**What the task asks**:
List every place or organization named in the text below on taxation and Africa's borrowing costs.

**Exercise passage**:
Market capitalism only functions when the rules are just, and fundamental services are properly funded.

Progressive taxation serves as the foundation of the market economy. It means those who earn more and own more, due to the state having relinquished the means of production to them, must contribute proportionally more so that everyone, including them, can access public goods and services to lower living costs for everyone and increase opportunities for all, including them.

Africa is lagging in prosperity because its foundation of tax collection is fragile and misunderstood. Issues like tax evasion and limited tax capacity have kept African governments reliant on costly borrowing, and the burden is borne daily by citizens and businesses alike.

Africa’s Cost of Capital Crisis

Borrowing costs in Africa are up to 500 percent higher than World Bank rates, and up to 12 times higher than in Germany. Countries and firms pay inflated prices for capital.

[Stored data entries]
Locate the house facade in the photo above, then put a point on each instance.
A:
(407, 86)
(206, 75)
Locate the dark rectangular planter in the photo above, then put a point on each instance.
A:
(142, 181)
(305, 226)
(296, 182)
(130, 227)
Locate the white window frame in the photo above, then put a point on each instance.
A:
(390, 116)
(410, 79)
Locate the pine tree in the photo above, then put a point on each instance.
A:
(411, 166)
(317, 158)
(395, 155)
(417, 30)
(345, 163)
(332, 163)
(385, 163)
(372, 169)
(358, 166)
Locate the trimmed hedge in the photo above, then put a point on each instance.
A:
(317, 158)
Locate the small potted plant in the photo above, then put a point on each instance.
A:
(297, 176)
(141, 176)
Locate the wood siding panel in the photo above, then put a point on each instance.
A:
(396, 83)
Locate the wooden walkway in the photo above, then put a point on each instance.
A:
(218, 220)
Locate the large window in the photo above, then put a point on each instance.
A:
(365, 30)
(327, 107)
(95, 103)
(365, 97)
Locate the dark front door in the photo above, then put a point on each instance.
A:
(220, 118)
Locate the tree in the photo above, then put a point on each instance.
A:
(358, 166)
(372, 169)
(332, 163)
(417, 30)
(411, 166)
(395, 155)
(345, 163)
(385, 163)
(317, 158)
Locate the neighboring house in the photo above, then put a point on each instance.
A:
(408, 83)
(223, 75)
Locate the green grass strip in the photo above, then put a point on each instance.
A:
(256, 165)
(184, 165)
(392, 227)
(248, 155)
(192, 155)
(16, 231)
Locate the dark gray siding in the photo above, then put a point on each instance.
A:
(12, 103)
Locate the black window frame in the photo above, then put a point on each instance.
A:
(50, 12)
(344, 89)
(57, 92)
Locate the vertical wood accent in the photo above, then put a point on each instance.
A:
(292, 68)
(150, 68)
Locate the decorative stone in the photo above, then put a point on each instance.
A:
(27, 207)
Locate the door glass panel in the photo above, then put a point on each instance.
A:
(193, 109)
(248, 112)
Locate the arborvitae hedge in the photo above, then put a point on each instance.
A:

**Answer space**:
Africa, the World Bank, Germany